**Aim of the exercise**
Count every line in the entries that contains "ceramic". Report that count alone.

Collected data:

════════════════════

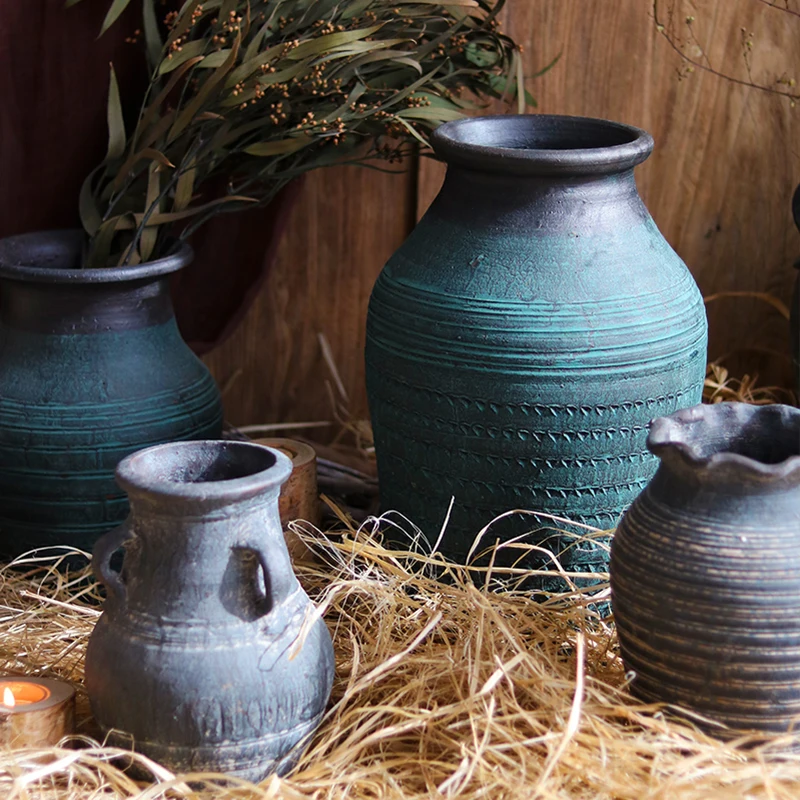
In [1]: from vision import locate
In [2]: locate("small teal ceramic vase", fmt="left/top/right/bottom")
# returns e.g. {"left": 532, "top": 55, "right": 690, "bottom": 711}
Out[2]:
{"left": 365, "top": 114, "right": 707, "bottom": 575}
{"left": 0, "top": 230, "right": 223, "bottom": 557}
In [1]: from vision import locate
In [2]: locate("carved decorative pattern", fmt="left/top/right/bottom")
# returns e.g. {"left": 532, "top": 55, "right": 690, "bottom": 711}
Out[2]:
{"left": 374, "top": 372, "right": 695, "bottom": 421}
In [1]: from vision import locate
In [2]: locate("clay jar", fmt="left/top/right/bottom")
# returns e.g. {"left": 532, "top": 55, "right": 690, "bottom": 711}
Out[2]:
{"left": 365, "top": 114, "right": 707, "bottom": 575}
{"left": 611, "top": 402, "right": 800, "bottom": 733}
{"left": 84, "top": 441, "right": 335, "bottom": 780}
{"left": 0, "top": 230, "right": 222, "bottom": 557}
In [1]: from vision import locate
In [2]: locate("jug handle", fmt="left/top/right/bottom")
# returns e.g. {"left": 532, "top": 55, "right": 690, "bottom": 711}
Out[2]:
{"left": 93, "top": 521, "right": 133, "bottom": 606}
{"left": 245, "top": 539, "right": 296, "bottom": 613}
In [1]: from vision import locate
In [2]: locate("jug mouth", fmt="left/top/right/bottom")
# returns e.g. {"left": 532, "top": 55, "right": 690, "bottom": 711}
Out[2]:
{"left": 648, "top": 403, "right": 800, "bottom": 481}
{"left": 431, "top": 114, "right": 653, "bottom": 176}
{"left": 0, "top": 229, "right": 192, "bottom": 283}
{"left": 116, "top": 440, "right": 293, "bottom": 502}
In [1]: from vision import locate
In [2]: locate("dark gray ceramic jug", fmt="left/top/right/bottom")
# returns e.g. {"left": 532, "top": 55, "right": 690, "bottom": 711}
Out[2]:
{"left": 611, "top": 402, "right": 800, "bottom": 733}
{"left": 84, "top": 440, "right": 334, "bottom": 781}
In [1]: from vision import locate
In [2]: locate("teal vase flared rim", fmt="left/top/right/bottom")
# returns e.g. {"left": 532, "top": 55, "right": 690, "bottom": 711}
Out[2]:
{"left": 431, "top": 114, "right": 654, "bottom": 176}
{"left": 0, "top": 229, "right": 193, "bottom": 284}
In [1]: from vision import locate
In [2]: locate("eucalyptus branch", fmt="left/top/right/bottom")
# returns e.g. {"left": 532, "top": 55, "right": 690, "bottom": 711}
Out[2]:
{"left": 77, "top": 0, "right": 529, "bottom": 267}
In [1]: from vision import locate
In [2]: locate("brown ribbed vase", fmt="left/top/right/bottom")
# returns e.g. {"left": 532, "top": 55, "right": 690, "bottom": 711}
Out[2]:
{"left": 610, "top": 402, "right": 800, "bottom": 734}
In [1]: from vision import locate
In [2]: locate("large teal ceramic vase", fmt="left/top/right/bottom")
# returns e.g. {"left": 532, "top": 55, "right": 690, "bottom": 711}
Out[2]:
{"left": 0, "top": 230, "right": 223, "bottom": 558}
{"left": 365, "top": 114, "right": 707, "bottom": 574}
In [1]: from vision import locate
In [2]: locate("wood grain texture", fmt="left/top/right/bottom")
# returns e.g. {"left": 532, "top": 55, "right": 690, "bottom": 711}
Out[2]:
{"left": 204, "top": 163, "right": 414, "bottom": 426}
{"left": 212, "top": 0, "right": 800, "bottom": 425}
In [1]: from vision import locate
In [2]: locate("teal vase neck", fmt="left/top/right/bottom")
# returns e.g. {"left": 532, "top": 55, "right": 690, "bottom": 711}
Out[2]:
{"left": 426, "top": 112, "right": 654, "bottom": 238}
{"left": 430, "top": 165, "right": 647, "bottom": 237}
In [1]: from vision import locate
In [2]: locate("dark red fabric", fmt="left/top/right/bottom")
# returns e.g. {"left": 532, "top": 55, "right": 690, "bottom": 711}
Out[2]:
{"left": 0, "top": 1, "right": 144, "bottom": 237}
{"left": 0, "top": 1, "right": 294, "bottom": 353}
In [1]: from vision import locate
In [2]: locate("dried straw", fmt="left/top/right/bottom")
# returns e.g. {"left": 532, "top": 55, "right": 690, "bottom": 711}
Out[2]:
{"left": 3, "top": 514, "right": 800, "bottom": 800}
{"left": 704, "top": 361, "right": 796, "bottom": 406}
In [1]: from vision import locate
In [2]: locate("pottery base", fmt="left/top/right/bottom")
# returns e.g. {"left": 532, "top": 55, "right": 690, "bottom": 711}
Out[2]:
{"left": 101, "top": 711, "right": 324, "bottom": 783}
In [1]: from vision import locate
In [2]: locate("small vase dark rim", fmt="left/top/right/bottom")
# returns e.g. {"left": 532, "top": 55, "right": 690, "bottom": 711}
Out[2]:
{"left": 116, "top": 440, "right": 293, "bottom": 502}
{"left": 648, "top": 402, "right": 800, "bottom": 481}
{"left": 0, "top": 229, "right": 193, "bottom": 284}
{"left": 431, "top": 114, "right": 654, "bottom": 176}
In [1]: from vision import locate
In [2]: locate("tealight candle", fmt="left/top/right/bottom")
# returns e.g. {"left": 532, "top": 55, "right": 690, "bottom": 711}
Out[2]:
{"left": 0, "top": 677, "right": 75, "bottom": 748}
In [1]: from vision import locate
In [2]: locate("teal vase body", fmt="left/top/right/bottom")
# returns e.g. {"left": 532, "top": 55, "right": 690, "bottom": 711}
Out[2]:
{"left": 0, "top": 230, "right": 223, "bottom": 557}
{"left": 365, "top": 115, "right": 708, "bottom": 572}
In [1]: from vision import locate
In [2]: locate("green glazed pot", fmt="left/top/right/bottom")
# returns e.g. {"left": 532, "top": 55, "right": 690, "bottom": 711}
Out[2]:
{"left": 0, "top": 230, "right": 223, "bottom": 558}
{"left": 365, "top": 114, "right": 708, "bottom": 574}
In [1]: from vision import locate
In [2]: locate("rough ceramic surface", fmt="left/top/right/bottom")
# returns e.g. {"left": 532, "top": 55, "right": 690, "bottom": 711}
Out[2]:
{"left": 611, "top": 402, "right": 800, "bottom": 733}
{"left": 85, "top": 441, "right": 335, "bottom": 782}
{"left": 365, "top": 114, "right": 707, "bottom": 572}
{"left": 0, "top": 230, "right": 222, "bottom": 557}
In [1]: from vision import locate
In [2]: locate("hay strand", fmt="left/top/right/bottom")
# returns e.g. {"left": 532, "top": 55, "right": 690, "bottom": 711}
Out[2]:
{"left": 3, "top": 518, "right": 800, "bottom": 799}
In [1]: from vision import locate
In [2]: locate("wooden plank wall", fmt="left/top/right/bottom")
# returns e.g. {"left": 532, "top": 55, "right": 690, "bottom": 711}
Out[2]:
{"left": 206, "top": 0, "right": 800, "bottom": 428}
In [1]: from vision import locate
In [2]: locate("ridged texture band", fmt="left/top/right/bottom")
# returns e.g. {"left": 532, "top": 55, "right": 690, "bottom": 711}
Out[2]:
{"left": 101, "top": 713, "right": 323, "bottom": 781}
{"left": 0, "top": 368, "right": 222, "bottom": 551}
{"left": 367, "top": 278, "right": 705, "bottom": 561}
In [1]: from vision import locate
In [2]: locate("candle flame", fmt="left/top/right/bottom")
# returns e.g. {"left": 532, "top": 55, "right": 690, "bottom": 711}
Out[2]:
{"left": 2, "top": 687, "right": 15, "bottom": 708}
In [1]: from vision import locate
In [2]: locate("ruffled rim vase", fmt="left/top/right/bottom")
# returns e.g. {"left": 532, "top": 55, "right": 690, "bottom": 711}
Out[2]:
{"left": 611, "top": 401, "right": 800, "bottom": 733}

════════════════════

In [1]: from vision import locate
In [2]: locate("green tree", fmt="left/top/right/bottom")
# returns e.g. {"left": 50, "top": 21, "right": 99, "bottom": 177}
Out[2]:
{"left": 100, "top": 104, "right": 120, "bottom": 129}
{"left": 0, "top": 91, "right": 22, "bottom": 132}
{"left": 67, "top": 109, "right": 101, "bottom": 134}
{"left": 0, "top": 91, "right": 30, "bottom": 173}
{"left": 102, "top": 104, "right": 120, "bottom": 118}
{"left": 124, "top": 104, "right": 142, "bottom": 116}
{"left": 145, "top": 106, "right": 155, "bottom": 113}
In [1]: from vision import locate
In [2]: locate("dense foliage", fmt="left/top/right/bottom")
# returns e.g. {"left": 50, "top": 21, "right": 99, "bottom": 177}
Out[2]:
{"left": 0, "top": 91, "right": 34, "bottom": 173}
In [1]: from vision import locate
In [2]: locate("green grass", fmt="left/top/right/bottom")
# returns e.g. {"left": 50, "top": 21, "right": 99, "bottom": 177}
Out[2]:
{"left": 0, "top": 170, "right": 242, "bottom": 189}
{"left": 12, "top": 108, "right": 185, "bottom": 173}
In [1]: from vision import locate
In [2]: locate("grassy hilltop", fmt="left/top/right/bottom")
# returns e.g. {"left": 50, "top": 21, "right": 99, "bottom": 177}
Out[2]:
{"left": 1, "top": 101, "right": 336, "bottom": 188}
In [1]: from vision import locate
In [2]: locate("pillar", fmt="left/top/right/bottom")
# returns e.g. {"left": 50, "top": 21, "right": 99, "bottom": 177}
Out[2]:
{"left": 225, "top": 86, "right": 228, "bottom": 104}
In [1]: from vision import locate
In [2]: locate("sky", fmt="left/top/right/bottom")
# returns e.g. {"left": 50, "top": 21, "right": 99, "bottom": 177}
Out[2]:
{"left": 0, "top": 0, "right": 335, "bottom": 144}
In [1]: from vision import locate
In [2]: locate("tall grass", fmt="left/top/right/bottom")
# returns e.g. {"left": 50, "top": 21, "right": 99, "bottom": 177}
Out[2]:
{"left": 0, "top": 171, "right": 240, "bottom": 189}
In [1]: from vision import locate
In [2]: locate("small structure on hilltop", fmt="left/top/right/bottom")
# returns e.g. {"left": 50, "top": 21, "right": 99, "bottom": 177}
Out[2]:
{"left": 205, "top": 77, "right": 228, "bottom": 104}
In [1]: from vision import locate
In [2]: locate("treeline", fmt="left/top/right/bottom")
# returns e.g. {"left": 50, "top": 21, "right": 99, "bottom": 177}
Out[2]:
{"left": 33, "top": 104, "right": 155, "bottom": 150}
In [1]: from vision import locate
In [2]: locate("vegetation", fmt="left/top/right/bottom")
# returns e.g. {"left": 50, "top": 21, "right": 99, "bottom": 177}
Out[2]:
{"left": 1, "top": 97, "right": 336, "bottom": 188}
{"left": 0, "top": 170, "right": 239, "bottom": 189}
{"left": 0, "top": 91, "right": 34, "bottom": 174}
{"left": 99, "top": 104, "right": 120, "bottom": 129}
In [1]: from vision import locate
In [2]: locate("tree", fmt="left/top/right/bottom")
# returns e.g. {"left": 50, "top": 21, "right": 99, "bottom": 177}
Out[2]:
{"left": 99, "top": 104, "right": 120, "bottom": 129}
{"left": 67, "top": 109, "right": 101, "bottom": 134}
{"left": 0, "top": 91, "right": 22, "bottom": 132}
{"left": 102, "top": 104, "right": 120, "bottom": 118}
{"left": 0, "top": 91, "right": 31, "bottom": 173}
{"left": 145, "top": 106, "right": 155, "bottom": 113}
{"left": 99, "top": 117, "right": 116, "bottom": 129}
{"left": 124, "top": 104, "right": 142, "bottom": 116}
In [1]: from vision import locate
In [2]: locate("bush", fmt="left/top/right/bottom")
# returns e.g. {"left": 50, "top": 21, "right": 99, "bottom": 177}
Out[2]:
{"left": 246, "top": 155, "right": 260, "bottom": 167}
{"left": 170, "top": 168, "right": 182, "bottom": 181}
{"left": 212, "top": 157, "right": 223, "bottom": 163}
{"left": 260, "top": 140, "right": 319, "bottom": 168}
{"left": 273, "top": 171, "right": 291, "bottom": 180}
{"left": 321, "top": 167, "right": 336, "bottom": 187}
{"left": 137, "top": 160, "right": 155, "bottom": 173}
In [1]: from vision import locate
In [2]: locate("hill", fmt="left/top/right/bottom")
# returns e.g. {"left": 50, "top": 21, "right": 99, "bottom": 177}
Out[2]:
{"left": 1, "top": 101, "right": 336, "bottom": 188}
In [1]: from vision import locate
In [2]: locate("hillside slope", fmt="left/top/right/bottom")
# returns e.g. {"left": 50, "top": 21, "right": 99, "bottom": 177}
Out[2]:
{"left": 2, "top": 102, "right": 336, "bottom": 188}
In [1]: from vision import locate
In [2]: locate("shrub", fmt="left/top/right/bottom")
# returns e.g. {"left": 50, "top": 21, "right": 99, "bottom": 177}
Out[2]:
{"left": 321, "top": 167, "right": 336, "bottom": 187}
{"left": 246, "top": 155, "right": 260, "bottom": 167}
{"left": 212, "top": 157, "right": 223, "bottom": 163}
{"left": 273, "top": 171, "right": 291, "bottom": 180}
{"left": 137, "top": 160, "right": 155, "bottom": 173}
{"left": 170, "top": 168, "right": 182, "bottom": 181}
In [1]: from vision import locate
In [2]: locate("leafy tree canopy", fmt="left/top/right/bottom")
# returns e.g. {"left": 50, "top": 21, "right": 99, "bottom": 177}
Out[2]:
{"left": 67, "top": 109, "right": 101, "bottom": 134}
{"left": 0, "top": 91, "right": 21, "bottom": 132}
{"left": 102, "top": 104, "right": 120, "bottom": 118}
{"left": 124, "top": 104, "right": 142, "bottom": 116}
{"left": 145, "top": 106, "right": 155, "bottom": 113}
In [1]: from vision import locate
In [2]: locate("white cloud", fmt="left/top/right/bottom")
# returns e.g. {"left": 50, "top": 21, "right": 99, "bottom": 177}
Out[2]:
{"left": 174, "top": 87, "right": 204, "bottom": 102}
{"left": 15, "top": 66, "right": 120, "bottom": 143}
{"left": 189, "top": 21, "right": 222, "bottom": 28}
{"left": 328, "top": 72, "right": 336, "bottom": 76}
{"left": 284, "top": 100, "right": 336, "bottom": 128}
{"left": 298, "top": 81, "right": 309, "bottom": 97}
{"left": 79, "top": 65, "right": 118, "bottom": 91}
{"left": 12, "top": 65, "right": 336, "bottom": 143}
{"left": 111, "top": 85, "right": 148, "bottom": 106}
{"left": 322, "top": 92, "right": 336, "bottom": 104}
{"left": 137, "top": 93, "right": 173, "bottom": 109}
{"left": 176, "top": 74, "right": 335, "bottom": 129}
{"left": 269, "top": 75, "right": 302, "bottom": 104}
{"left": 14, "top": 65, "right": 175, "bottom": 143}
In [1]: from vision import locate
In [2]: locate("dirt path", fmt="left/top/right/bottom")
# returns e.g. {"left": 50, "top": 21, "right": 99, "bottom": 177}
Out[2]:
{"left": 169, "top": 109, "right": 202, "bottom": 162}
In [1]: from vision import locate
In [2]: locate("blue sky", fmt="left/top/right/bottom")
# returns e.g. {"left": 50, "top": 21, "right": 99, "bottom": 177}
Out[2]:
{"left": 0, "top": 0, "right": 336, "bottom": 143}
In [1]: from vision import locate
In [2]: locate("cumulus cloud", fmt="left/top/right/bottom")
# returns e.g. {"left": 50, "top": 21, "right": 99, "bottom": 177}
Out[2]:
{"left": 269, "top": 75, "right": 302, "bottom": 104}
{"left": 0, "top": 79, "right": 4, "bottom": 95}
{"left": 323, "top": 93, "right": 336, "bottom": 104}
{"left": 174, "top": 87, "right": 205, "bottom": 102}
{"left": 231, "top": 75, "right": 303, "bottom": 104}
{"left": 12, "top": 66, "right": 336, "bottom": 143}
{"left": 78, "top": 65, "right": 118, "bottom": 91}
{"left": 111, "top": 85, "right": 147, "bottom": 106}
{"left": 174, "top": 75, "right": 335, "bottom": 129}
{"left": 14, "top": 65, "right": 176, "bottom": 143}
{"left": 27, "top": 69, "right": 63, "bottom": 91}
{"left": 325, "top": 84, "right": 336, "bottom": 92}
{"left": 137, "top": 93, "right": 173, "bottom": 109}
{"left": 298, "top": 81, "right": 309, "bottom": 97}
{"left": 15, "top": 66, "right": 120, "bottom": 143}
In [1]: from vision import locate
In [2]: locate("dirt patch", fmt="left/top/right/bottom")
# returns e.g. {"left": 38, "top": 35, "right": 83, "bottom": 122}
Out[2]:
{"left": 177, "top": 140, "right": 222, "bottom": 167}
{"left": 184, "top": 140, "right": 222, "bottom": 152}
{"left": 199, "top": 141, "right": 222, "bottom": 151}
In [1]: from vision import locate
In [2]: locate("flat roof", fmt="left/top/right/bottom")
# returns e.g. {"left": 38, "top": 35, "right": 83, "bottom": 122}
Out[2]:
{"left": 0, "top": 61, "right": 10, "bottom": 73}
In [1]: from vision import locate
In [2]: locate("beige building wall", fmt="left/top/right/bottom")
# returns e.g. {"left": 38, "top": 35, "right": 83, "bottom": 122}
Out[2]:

════════════════════

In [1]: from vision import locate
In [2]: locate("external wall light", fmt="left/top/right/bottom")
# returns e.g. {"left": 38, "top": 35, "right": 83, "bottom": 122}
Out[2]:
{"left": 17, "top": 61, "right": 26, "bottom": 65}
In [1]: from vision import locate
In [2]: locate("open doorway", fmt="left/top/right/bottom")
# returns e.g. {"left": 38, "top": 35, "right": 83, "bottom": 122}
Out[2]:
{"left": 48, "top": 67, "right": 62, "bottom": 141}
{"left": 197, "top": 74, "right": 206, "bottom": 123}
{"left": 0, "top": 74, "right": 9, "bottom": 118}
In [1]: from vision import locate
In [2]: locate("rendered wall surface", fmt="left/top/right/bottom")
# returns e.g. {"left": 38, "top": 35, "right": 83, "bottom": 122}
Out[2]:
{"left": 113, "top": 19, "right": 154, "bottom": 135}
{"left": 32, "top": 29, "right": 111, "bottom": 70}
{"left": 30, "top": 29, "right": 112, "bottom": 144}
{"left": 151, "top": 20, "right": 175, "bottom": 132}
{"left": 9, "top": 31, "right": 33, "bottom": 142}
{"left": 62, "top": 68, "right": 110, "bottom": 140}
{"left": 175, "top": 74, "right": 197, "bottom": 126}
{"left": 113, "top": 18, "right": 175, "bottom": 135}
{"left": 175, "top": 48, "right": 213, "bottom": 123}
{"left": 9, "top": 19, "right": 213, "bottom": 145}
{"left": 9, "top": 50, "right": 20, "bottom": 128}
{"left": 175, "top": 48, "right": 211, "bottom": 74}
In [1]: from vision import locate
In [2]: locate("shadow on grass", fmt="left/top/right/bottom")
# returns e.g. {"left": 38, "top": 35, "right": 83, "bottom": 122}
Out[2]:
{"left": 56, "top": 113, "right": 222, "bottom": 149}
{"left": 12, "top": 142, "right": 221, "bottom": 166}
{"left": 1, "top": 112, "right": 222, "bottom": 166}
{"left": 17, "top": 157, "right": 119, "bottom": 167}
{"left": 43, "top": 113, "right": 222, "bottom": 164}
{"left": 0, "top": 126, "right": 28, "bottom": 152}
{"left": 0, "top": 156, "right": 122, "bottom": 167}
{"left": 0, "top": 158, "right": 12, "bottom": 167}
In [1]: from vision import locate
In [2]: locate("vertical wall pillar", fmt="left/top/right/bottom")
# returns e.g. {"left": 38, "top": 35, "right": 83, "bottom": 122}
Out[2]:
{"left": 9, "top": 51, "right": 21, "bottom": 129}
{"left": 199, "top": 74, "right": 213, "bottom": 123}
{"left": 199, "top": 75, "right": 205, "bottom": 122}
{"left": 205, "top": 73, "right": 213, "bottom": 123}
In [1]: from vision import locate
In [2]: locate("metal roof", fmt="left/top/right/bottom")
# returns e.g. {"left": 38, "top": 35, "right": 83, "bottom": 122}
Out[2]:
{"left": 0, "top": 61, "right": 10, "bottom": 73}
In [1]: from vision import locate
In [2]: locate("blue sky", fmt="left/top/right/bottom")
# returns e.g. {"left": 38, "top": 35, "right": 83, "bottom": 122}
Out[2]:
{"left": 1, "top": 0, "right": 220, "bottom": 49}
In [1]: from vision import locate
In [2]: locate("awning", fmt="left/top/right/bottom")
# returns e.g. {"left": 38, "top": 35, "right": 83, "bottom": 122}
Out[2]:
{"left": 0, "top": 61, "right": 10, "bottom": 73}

════════════════════

**Answer section**
4